Reproduce the listing below in full, changing each "bounding box" to "enclosing rectangle" and keeping all other text as it is.
— START SUPPLIED ENTRIES —
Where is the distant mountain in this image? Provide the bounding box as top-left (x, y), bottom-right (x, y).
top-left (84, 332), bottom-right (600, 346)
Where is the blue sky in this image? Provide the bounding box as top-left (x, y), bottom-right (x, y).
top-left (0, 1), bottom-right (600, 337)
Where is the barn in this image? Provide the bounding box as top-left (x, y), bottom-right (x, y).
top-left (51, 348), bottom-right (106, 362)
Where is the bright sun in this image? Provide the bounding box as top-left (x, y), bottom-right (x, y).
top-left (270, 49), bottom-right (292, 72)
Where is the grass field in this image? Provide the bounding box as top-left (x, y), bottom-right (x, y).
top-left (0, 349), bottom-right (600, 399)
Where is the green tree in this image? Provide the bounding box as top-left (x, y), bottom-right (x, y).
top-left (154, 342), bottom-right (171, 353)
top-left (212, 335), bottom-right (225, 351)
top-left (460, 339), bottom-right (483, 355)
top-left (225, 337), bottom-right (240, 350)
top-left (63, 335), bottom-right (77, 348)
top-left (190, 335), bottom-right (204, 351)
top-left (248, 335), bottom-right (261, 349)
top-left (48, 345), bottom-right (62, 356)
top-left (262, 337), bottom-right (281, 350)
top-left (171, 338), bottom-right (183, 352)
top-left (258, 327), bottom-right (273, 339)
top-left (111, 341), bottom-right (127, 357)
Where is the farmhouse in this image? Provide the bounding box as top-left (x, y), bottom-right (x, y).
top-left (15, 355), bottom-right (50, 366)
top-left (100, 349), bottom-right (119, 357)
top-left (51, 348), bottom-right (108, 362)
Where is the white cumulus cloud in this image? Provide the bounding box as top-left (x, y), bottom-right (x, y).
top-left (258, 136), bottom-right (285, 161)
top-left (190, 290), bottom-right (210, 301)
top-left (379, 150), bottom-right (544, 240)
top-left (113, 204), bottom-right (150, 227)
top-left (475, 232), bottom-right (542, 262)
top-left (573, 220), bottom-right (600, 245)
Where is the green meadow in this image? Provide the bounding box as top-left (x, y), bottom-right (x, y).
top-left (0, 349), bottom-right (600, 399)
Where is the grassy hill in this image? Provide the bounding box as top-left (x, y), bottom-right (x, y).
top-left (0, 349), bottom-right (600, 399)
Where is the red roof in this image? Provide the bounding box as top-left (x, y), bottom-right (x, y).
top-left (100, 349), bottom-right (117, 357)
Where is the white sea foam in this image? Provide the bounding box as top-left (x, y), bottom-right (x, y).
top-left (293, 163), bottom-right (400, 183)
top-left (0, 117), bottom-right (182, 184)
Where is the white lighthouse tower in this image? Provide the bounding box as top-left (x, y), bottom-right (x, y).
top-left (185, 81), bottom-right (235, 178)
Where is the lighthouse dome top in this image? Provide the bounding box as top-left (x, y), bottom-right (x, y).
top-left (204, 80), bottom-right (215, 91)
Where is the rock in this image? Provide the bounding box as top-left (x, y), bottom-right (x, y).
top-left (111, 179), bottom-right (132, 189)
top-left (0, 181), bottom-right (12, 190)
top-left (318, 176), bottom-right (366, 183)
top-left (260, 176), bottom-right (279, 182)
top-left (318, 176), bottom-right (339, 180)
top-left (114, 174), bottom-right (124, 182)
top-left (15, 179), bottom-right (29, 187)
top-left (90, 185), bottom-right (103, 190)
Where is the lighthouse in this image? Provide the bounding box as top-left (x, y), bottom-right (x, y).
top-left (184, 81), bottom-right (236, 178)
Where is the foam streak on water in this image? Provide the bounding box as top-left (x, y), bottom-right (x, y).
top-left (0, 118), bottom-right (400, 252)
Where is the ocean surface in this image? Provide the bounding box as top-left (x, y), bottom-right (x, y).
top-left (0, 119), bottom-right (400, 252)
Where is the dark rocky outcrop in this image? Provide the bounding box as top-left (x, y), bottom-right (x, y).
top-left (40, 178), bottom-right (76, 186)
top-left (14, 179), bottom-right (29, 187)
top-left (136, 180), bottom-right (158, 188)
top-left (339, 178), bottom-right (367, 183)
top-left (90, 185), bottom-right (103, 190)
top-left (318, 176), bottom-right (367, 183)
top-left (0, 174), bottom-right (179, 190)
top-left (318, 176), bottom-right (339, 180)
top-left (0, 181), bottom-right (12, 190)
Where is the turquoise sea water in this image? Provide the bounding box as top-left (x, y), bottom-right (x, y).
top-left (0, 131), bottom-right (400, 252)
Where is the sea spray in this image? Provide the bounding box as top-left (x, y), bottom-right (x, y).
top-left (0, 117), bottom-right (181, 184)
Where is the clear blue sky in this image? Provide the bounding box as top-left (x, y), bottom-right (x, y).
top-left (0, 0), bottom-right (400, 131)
— END SUPPLIED ENTRIES —
= RESULT =
Where is the distant mountain in this image? Provide the enclosing rectangle as top-left (x, y), bottom-right (x, y).
top-left (84, 332), bottom-right (600, 346)
Where is the blue sky in this image? Provide the enclosing rectangle as top-left (x, y), bottom-right (x, y).
top-left (0, 1), bottom-right (600, 337)
Where is the barn in this image? Provide the enclosing rectangle as top-left (x, y), bottom-right (x, y).
top-left (51, 348), bottom-right (106, 362)
Where is the bright sun in this image? Provide the enclosing rectangle as top-left (x, y), bottom-right (x, y).
top-left (270, 49), bottom-right (292, 72)
Where is the grass field in this image? Provide the enclosing rectangle as top-left (x, y), bottom-right (x, y).
top-left (0, 349), bottom-right (600, 399)
Where is the green tree in this image? Provide the enclosing rectangle as top-left (x, y), bottom-right (x, y).
top-left (154, 342), bottom-right (171, 353)
top-left (212, 335), bottom-right (225, 351)
top-left (460, 339), bottom-right (483, 355)
top-left (225, 337), bottom-right (240, 350)
top-left (63, 335), bottom-right (77, 348)
top-left (190, 335), bottom-right (204, 351)
top-left (248, 335), bottom-right (261, 349)
top-left (48, 345), bottom-right (62, 356)
top-left (262, 337), bottom-right (281, 350)
top-left (171, 338), bottom-right (183, 352)
top-left (258, 327), bottom-right (273, 339)
top-left (111, 341), bottom-right (127, 357)
Where is the farmhouse in this image? Provide the enclosing rectangle as top-left (x, y), bottom-right (x, y).
top-left (15, 355), bottom-right (50, 366)
top-left (100, 349), bottom-right (119, 357)
top-left (51, 348), bottom-right (108, 362)
Where is the white cumulus cloud in this image? Provide the enclosing rectangle as top-left (x, y), bottom-right (x, y).
top-left (258, 136), bottom-right (285, 161)
top-left (190, 290), bottom-right (210, 301)
top-left (379, 150), bottom-right (544, 240)
top-left (113, 204), bottom-right (150, 227)
top-left (475, 232), bottom-right (542, 262)
top-left (573, 220), bottom-right (600, 245)
Where is the green meadow in this image? Provide the enclosing rectangle as top-left (x, y), bottom-right (x, y).
top-left (0, 349), bottom-right (600, 399)
Where is the grassy hill in this image? Provide the enclosing rectangle as top-left (x, y), bottom-right (x, y).
top-left (0, 349), bottom-right (600, 399)
Where is the red roof in this image? Provide the enclosing rectangle as top-left (x, y), bottom-right (x, y).
top-left (100, 349), bottom-right (117, 357)
Where is the white sea foam in this image? Provide the enclosing rectangle as top-left (x, y), bottom-right (x, y).
top-left (293, 163), bottom-right (400, 183)
top-left (0, 117), bottom-right (182, 184)
Where is the white lighthouse tower in this image? Provide the enclosing rectangle as top-left (x, y), bottom-right (x, y).
top-left (185, 81), bottom-right (235, 178)
Where is the lighthouse dome top in this image? Provide the enclosing rectangle as top-left (x, y), bottom-right (x, y).
top-left (204, 80), bottom-right (215, 91)
Where is the rock in this image? Provide the enclosing rectangle as top-left (x, y), bottom-right (x, y).
top-left (111, 179), bottom-right (132, 189)
top-left (0, 181), bottom-right (12, 190)
top-left (318, 176), bottom-right (366, 183)
top-left (260, 176), bottom-right (279, 182)
top-left (318, 176), bottom-right (339, 180)
top-left (114, 174), bottom-right (124, 182)
top-left (15, 179), bottom-right (29, 187)
top-left (90, 185), bottom-right (103, 190)
Where is the lighthouse in this image? Provide the enclosing rectangle as top-left (x, y), bottom-right (x, y).
top-left (184, 81), bottom-right (236, 178)
Where is the foam streak on water in this image? Provide the enclosing rectangle as top-left (x, y), bottom-right (x, y).
top-left (0, 118), bottom-right (400, 252)
Where is the ocean surface in this image? Provide the enclosing rectangle as top-left (x, y), bottom-right (x, y).
top-left (0, 119), bottom-right (400, 252)
Where is the dark rocky outcrop in this image? Provide the enclosing rectangle as top-left (x, y), bottom-right (x, y).
top-left (40, 178), bottom-right (76, 186)
top-left (14, 179), bottom-right (29, 187)
top-left (136, 180), bottom-right (158, 188)
top-left (339, 178), bottom-right (367, 183)
top-left (90, 185), bottom-right (103, 190)
top-left (318, 176), bottom-right (367, 183)
top-left (0, 174), bottom-right (179, 190)
top-left (318, 176), bottom-right (339, 180)
top-left (0, 181), bottom-right (12, 190)
Where is the turquoise sea water in this image? Provide the enclosing rectangle as top-left (x, y), bottom-right (x, y).
top-left (0, 131), bottom-right (400, 252)
Where is the sea spray in this image? Provide the enclosing rectangle as top-left (x, y), bottom-right (x, y).
top-left (0, 117), bottom-right (181, 184)
Where is the clear blue sky in this image? Provide the enclosing rectangle as top-left (x, y), bottom-right (x, y).
top-left (0, 0), bottom-right (400, 131)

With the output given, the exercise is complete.